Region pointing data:

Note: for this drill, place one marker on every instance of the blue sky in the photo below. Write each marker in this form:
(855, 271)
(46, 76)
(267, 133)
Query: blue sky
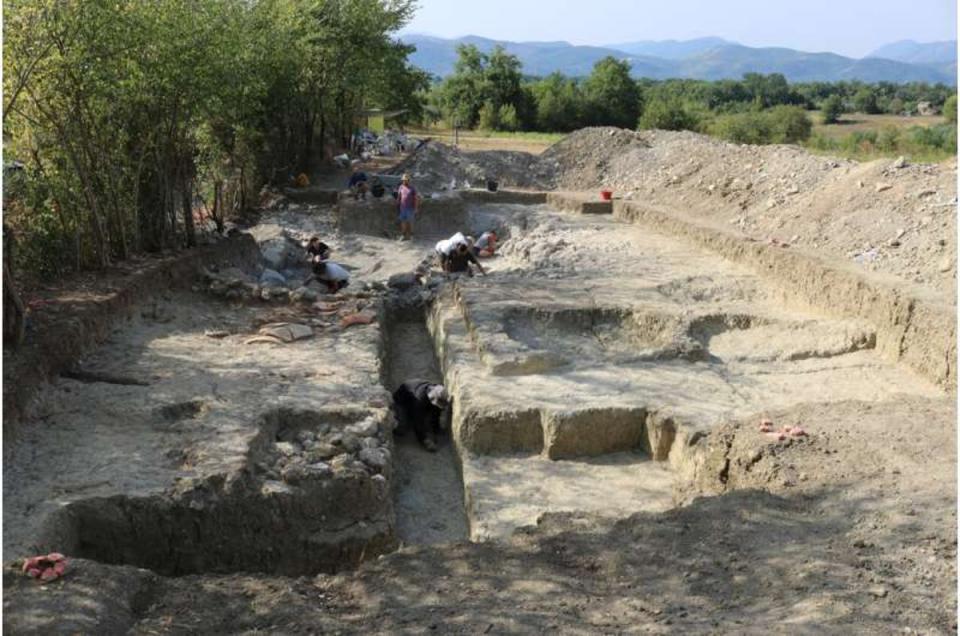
(848, 27)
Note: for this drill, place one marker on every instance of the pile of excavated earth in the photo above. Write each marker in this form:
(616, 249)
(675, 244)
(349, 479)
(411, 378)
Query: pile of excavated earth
(886, 216)
(723, 402)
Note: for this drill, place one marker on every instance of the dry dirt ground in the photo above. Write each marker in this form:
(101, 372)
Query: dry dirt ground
(566, 364)
(885, 216)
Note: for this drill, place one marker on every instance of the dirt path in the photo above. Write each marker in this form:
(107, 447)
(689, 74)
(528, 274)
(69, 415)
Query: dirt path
(591, 347)
(429, 489)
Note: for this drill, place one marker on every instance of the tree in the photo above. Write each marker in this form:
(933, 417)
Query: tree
(612, 97)
(865, 101)
(950, 110)
(832, 108)
(668, 114)
(126, 113)
(558, 103)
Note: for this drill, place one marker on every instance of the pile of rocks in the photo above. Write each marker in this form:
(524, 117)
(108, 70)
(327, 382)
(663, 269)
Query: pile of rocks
(437, 167)
(327, 450)
(271, 286)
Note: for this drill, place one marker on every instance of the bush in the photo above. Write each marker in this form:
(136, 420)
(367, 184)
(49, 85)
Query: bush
(508, 119)
(489, 116)
(779, 125)
(832, 108)
(668, 114)
(950, 109)
(789, 124)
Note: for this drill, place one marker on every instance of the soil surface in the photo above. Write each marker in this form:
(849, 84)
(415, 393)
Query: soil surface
(605, 452)
(429, 488)
(885, 215)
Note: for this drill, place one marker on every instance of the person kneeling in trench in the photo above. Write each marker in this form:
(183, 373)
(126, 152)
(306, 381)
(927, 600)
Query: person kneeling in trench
(331, 274)
(420, 404)
(460, 258)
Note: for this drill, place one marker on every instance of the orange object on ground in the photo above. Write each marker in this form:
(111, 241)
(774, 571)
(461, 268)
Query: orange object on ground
(45, 568)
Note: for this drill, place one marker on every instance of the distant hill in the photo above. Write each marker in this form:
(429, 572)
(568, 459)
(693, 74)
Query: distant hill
(438, 55)
(670, 49)
(918, 52)
(705, 58)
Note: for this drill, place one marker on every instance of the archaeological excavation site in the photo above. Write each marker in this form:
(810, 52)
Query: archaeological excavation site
(721, 401)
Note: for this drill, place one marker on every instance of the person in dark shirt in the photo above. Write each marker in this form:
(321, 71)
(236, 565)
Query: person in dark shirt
(419, 404)
(460, 258)
(358, 183)
(317, 250)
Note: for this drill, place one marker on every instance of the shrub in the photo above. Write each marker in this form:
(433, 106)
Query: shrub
(668, 114)
(832, 108)
(950, 109)
(780, 124)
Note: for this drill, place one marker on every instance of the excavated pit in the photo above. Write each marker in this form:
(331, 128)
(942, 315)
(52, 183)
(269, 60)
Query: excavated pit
(428, 486)
(313, 496)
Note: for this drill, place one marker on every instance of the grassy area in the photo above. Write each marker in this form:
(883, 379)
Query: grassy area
(533, 142)
(862, 137)
(858, 122)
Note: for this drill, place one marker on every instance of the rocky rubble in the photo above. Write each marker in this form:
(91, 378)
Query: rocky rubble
(888, 216)
(325, 451)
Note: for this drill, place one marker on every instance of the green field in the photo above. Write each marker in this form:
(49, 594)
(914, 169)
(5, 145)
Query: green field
(866, 137)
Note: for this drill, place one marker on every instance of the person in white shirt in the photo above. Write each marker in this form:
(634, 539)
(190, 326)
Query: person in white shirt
(446, 247)
(335, 276)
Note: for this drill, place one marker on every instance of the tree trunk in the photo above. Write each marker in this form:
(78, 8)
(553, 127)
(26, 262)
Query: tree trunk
(14, 312)
(186, 192)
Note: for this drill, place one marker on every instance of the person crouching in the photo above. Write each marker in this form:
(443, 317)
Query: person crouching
(460, 259)
(334, 276)
(419, 405)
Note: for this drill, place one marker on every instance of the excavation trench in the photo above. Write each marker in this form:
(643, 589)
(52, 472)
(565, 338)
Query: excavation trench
(428, 492)
(302, 504)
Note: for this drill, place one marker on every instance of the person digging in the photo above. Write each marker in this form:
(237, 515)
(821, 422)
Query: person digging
(419, 404)
(408, 206)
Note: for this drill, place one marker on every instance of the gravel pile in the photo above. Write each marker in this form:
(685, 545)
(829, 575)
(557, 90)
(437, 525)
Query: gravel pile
(888, 216)
(326, 450)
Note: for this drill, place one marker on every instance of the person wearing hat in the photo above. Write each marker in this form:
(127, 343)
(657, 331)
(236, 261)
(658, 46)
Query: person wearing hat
(408, 205)
(420, 404)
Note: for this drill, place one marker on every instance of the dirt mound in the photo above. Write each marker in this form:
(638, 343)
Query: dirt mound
(885, 216)
(437, 166)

**WHAT THE TASK REQUIRES:** Set down the lines of the records above exactly, apart from the pictures.

**RESPONSE TO THIS TASK:**
Note: for this drill, place one marker on every instance of the blue sky in the photo below. Write each marker in this form:
(855, 271)
(46, 76)
(267, 133)
Query: blue sky
(848, 27)
Note: for this drill, place one marker on every instance of the pile of excavated earth in the photo above. Write each marker in this form:
(616, 249)
(675, 244)
(349, 479)
(411, 378)
Query: pile of excavated earth
(886, 216)
(723, 402)
Note: for this drill, place one marker on every instance of the dry dirt ground in the photo above. Write each marker in this form:
(101, 372)
Query: dry dirt ground
(566, 364)
(885, 216)
Note: for this drill, place one marker on every instance of the dirt path in the photo above. Write each marker in this form:
(107, 447)
(689, 74)
(528, 274)
(69, 415)
Query: dirt path
(591, 347)
(429, 489)
Note: for this drill, place one marker on every instance of the tree in the photo above. Write each marker in this form:
(933, 417)
Query: tree
(612, 97)
(865, 101)
(950, 110)
(832, 108)
(668, 114)
(126, 113)
(558, 103)
Note: for this drill, place one marker on every instance of the pile of rocks in the photo above. Write each marker in this form:
(524, 117)
(108, 70)
(327, 382)
(663, 269)
Query: pile of rocks
(437, 167)
(327, 450)
(271, 286)
Note: for this drill, place one marker on every instance of the bush in the photo above. Write each marker in this form:
(136, 420)
(367, 184)
(49, 85)
Query: bush
(508, 119)
(489, 116)
(779, 125)
(832, 108)
(668, 114)
(950, 109)
(789, 124)
Note: for this drill, place one marker on every instance of the soil surface in the photo above. Write each marker in this form:
(849, 84)
(415, 393)
Query: soil surface
(605, 452)
(429, 488)
(885, 215)
Note: for this drill, place one marker on every instance of the person kneeling in trench in the photo above. Write each marker in this form:
(183, 373)
(126, 152)
(306, 381)
(927, 600)
Query: person kneeling in trench
(331, 274)
(420, 404)
(460, 258)
Note: for this drill, place one marker on every instance of the orange object on ground in the photo above. Write each marker in this form:
(111, 241)
(774, 571)
(461, 268)
Query: orange object on ground
(45, 568)
Note: for this drill, place one marker on every instance of the distant hill in the photo above. Write each marker in this form:
(429, 572)
(568, 459)
(693, 74)
Query: distant hill
(438, 55)
(670, 49)
(918, 52)
(705, 58)
Note: for this drill, place one marker on every instance of the archaeological excavation site in the photo above. Write each marker in this form:
(810, 52)
Query: archaeological excavation site
(721, 401)
Note: for this drill, place one marker on every instance of the person in dark shirt in the photo above. Write each marker in this form:
(321, 71)
(236, 565)
Query: person in dark shirt
(419, 404)
(460, 258)
(358, 183)
(317, 250)
Note: for this drill, place one marker on every instance of the shrub in the photo above. Write each marker in this form:
(433, 106)
Query: shrub
(668, 114)
(832, 108)
(950, 109)
(780, 124)
Note: for this drill, place one marker on every instance of the excavated pit in the photo above. Write each marker in this form:
(331, 128)
(942, 315)
(52, 183)
(269, 60)
Query: excavated pit
(428, 486)
(313, 496)
Note: for this drill, place one marker on every instance of the grassy area in the photo above. Write each marker in this form:
(883, 379)
Query: grassy area
(533, 142)
(862, 137)
(858, 122)
Note: for this drill, place one marker on every instance of the rocky rubble in the photo above. Write each marker in this form:
(91, 378)
Query: rocky rubble
(888, 216)
(325, 451)
Note: for this drill, place one marker on every instance of the green field in the photo above. Write each marker in this form:
(49, 594)
(914, 169)
(5, 145)
Query: green field
(866, 137)
Note: for this drill, place one marker on every instance of the person in white shirt in the photo above. Write each marker in this form:
(634, 539)
(190, 326)
Query: person in white shirt
(446, 247)
(335, 276)
Note: for this drill, place one marker on every instance of the tree trunk in the photo above. Write each marker in this form:
(78, 8)
(553, 127)
(26, 262)
Query: tree trunk
(14, 312)
(186, 192)
Note: for this drill, place one marker on every instance of the person crouching in the photo above. Write each marker in this form:
(443, 317)
Query: person crouching
(460, 259)
(334, 276)
(419, 405)
Note: for this drill, place one marker on every instance of the excavation trench in the photo above. Write each marker in this form:
(643, 589)
(52, 472)
(565, 338)
Query: excavation trench
(428, 492)
(302, 504)
Note: for this drill, place one marker on every instance of the person digging in the photo above. Write each marker in this form:
(237, 515)
(821, 422)
Query: person digging
(419, 404)
(408, 206)
Note: for this drill, place one marker on every instance of the gravel pile in the photo above. Write each marker in this form:
(685, 545)
(829, 575)
(557, 90)
(437, 525)
Query: gravel pile
(888, 216)
(326, 450)
Note: for this drill, place one marker on every instance of the person wearing hat in the photo above. Write each marker in this form:
(127, 343)
(657, 331)
(236, 261)
(658, 46)
Query: person wearing hat
(408, 205)
(420, 404)
Note: for this drill, place one marker on every instance of the dirt mound in the photo above. Write each marker in this form:
(638, 343)
Query: dirt mound
(885, 216)
(437, 166)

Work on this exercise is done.